- [Istruzioni operative]
#1 Risponda alle seguenti domande sul brano su Obama:
(a) L'articolo si affianca a quello di quale autore?
(b) Secondo il proverbio citato, che cosa non importa finché il gatto continua ad acchiappare i topi?
(c) Da chi Obama è stato obbligato a prendere le distanze?
#2 Trascriva fedelmente un passo del brano su Obama, partendo dalle parole "Con la nomina" e fermandosi dopo le parole "un bianco Repubblicano?".

- [Brano fornito]

--

Il seguente articolo cerca di dissipare le false speranze che vengono riposte in Obama perché metta fine alla politica imperialista degli Stati Uniti. Si affianca, ma in una prospettiva latinoamericana, all' articolo di Wayne Price su Obama.

Con la nomina ufficiale di Obama a candidato del Partito Democratico per le prossime elezioni presidenziali negli Stati Uniti, sono in molti coloro che sperano in lui per la fine della politica estera aggressiva ed imperialista degli USA [1]. Un saggio proverbio dice che non importa di che colore sia il gatto finché continua ad acchiappare i topi. Eppure nell'ambito della sinistra latino-americana sono in molti a non rammentarlo ed a nutrire aspettative verso Obama, che ha ottime chances per subentrare a Bush alla guida della Casa Bianca.

Che differenza c'è tra un nero Democratico ed un bianco Repubblicano?

"Oh, ma lui è un candidato nero!" ci hanno detto. Come se la presenza di un nero - sì solo 1! - negli ingranaggi di un meccanismo istituzionale razzista possa spostare qualcosa per gli immigrati e gli abitanti dei ghetti degli Stati Uniti. Ed a questo proposito va ricordato che Obama è stato già obbligato a prendere le distanze dal suo pastore Jeremiah Wright, noto per le denunce contro il razzismo istituzionalizzato negli USA, ed ha dovuto ricorrere a piene mani alla quella retorica ormai screditata che ancora parla degli Stati Uniti come della "terra delle opportunità". Essendo un nero di fresche radici africane e quindi una sorta di corpo alieno nelle tradizionali sfere del potere statunitense, Obama sente sulle sue spalle una pressione che nessun altro candidato rivale ha dovuto subire e che lo costringe a dimostrarsi affidabile per la plutocrazia yankee. Obama va in questa direzione, con un fervore mai visto verso i valori ed il progetto del modello americano. Con il fanatismo del neo-convertito, vuole dimostrare il suo credo ai suoi e lo fa in un modo che non serve a coloro che già bruciano di fede.

--

- [Dati registrati]

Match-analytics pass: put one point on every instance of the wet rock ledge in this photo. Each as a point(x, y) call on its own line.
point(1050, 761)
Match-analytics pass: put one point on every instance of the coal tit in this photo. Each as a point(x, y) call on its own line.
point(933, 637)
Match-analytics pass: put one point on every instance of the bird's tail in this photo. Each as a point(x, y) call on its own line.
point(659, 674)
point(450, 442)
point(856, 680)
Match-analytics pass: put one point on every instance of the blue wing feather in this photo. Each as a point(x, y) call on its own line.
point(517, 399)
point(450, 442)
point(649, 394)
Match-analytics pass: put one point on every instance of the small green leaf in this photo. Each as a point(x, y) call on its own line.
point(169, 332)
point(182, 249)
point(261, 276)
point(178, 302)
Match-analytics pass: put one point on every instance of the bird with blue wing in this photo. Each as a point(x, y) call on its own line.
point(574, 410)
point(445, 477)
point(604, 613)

--

- [Esercizio svolto]
#1
(a) Wayne Price.
(b) Di che colore sia il gatto.
(c) Dal suo pastore Jeremiah Wright.

#2
Con la nomina ufficiale di Obama a candidato del Partito Democratico per le prossime elezioni presidenziali negli Stati Uniti, sono in molti coloro che sperano in lui per la fine della politica estera aggressiva ed imperialista degli USA [1]. Un saggio proverbio dice che non importa di che colore sia il gatto finché continua ad acchiappare i topi. Eppure nell'ambito della sinistra latino-americana sono in molti a non rammentarlo ed a nutrire aspettative verso Obama, che ha ottime chances per subentrare a Bush alla guida della Casa Bianca.

Che differenza c'è tra un nero Democratico ed un bianco Repubblicano?